> **Task**: Exactly reproduce the lines from the line that has "the white ceiling" down to the last line of the entries, inclusive.

> **Data shown**:
● ● ● ●
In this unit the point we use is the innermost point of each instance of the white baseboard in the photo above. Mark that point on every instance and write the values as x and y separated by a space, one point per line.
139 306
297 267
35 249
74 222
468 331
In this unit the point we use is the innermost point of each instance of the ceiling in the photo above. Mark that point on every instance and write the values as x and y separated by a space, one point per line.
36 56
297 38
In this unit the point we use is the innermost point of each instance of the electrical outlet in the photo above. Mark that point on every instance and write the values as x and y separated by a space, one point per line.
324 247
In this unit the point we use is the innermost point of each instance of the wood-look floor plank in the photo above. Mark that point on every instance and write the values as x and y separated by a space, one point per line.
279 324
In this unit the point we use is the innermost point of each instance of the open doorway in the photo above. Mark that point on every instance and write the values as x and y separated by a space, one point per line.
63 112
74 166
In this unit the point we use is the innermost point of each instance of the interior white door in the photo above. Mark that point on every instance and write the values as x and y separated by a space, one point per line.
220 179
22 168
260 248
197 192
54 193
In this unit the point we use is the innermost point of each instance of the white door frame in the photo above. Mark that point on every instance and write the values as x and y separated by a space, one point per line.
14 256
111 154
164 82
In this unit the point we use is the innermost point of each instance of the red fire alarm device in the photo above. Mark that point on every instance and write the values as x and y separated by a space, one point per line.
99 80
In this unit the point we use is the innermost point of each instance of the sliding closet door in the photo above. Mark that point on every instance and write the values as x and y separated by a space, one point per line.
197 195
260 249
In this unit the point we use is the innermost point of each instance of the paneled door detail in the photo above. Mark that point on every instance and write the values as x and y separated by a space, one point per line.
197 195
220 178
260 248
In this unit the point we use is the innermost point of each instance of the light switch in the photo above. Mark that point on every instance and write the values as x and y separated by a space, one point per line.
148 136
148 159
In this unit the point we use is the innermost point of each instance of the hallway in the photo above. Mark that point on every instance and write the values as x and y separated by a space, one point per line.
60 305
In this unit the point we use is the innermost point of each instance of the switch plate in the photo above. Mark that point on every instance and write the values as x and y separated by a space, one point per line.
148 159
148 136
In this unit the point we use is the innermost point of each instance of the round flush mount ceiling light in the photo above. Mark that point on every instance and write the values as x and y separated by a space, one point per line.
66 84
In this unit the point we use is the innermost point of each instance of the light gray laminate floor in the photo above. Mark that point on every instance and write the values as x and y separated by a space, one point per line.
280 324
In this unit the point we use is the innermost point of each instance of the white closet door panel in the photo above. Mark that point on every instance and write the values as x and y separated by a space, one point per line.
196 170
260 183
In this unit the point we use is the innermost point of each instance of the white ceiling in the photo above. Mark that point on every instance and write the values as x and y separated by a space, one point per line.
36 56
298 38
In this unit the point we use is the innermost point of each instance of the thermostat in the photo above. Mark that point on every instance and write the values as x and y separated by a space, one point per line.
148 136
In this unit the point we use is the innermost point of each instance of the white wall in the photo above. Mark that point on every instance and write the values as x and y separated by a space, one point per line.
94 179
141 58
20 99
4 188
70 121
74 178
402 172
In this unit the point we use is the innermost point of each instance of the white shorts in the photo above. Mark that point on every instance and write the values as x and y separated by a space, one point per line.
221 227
● ● ● ●
> **Output**:
In this unit the point we use is the innermost point of each instance of the white ceiling in the photo above. Mark that point on every instance and write the values as x and y separated by a space, one point per line.
36 56
298 38
In this unit the point we use is the innermost point of each instance of the thermostat in the photo above. Mark that point on every instance and write the values as x and y separated by a space, one point per line.
148 136
In this unit the point we use is the innermost point of each instance of the white wall in the photo above. Mark that point on every instance and write the values as x and y separated by a space, one point per line.
94 179
141 58
20 99
4 188
70 121
74 178
402 172
In this unit the point we use is the innermost point of each instance of the white shorts in the photo above. Mark that point on every instance and write the values as x and y separated by a space, one point per line.
221 227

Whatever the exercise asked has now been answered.